**What is needed:**
Copy the material below line for line, without changing anything.

Collected data:
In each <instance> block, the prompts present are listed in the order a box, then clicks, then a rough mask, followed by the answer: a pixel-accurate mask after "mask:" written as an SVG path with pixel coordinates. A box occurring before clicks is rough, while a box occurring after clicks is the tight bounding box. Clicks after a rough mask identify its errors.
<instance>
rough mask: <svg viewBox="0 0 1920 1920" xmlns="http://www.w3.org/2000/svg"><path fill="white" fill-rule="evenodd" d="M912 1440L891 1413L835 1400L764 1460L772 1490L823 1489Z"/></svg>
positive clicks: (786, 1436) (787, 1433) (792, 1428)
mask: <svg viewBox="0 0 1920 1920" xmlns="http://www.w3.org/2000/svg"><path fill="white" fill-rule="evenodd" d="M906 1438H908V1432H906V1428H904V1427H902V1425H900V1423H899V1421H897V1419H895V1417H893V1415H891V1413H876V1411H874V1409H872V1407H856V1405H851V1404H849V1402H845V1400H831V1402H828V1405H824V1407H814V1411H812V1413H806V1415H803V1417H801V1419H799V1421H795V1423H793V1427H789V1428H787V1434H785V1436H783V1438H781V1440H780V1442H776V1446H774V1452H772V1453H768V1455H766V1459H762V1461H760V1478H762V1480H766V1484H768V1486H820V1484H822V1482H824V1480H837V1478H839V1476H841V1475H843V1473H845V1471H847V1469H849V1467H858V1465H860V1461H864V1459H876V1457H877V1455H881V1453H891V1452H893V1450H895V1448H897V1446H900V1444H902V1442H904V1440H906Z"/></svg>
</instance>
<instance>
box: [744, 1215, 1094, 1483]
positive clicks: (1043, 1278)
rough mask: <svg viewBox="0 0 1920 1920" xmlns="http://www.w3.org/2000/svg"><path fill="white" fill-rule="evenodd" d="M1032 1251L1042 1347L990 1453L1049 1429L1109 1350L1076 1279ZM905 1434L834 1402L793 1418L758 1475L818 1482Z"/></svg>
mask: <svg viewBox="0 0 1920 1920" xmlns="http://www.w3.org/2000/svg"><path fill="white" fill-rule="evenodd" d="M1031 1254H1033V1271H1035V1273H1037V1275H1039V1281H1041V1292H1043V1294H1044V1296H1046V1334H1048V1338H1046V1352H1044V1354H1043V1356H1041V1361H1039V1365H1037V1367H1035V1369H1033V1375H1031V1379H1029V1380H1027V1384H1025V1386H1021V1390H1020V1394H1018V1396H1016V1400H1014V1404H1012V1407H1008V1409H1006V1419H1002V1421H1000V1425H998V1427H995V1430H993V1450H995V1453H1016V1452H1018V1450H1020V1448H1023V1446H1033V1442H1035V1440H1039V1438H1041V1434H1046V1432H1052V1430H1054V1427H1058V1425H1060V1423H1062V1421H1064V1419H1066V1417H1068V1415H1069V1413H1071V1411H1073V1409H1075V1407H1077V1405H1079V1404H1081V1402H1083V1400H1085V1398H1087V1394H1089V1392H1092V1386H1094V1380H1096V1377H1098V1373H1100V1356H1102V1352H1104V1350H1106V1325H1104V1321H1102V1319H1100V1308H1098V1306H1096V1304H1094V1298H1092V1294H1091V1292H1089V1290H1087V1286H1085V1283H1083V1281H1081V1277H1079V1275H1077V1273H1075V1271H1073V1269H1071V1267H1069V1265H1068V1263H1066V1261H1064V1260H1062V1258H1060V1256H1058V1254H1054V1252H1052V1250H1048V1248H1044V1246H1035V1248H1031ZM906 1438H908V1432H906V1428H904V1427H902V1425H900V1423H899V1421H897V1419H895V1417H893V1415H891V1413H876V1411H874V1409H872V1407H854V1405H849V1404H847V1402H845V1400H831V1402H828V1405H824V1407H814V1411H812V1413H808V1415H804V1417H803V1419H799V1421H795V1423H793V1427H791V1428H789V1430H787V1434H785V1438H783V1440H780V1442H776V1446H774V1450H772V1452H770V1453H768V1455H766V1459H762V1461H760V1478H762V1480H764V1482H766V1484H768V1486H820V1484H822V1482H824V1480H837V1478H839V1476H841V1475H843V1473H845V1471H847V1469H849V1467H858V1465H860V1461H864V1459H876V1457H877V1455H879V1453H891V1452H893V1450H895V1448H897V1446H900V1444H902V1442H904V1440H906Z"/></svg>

**Answer:**
In each <instance> block, the prompts present are listed in the order a box, then clicks, then a rough mask, followed by the answer: a pixel-accurate mask after "mask:" written as an SVG path with pixel coordinates. A box occurring before clicks is rough, while a box occurring after clicks is the tight bounding box. Clicks after a rough mask identify its errors.
<instance>
rough mask: <svg viewBox="0 0 1920 1920" xmlns="http://www.w3.org/2000/svg"><path fill="white" fill-rule="evenodd" d="M912 1440L891 1413L835 1400L764 1460L772 1490L823 1489Z"/></svg>
positive clicks: (786, 1436) (787, 1433) (792, 1428)
mask: <svg viewBox="0 0 1920 1920" xmlns="http://www.w3.org/2000/svg"><path fill="white" fill-rule="evenodd" d="M906 1438H908V1432H906V1428H904V1427H902V1425H900V1423H899V1421H897V1419H895V1417H893V1415H891V1413H876V1411H874V1409H872V1407H856V1405H851V1404H849V1402H845V1400H831V1402H828V1405H824V1407H814V1411H812V1413H806V1415H803V1417H801V1419H799V1421H795V1423H793V1427H789V1428H787V1434H785V1436H783V1438H781V1440H780V1442H776V1446H774V1452H772V1453H768V1455H766V1459H762V1461H760V1478H762V1480H766V1484H768V1486H820V1484H822V1482H824V1480H837V1478H839V1476H841V1475H843V1473H845V1471H847V1469H849V1467H858V1465H860V1461H864V1459H876V1457H877V1455H881V1453H891V1452H893V1450H895V1448H897V1446H900V1444H902V1442H904V1440H906Z"/></svg>
</instance>
<instance>
box: [744, 1215, 1094, 1483]
positive clicks: (1043, 1278)
rough mask: <svg viewBox="0 0 1920 1920" xmlns="http://www.w3.org/2000/svg"><path fill="white" fill-rule="evenodd" d="M1032 1251L1042 1347L990 1453L1049 1429L1109 1350L1076 1279ZM905 1434L834 1402L793 1418L758 1475L818 1482Z"/></svg>
mask: <svg viewBox="0 0 1920 1920" xmlns="http://www.w3.org/2000/svg"><path fill="white" fill-rule="evenodd" d="M1031 1254H1033V1271H1035V1273H1037V1275H1039V1281H1041V1292H1043V1294H1044V1296H1046V1334H1048V1338H1046V1352H1044V1354H1043V1356H1041V1361H1039V1365H1037V1367H1035V1369H1033V1375H1031V1379H1029V1380H1027V1384H1025V1386H1021V1390H1020V1394H1018V1396H1016V1400H1014V1404H1012V1407H1008V1409H1006V1419H1002V1421H1000V1425H998V1427H995V1430H993V1450H995V1453H1016V1452H1018V1450H1020V1448H1023V1446H1033V1442H1035V1440H1039V1438H1041V1434H1046V1432H1052V1430H1054V1427H1058V1425H1060V1423H1062V1421H1064V1419H1066V1417H1068V1415H1069V1413H1071V1411H1073V1409H1075V1407H1077V1405H1079V1404H1081V1402H1083V1400H1085V1398H1087V1394H1089V1392H1092V1386H1094V1380H1096V1377H1098V1373H1100V1356H1102V1352H1104V1350H1106V1325H1104V1321H1102V1319H1100V1308H1098V1306H1096V1304H1094V1298H1092V1294H1091V1292H1089V1290H1087V1286H1085V1283H1083V1281H1081V1277H1079V1275H1077V1273H1075V1271H1073V1269H1071V1267H1069V1265H1068V1263H1066V1261H1064V1260H1062V1258H1060V1256H1058V1254H1054V1252H1052V1250H1048V1248H1044V1246H1035V1248H1031ZM906 1438H908V1432H906V1428H904V1427H902V1425H900V1423H899V1421H897V1419H895V1417H893V1415H891V1413H876V1411H874V1409H872V1407H854V1405H849V1404H847V1402H845V1400H831V1402H828V1405H824V1407H814V1411H812V1413H808V1415H804V1417H803V1419H799V1421H795V1423H793V1427H791V1428H789V1430H787V1434H785V1438H783V1440H780V1442H776V1446H774V1450H772V1452H770V1453H768V1455H766V1459H762V1461H760V1478H762V1480H764V1482H766V1484H768V1486H820V1484H822V1482H824V1480H837V1478H839V1476H841V1475H843V1473H845V1471H847V1469H849V1467H858V1465H860V1461H864V1459H876V1457H877V1455H879V1453H891V1452H893V1450H895V1448H897V1446H900V1444H902V1442H904V1440H906Z"/></svg>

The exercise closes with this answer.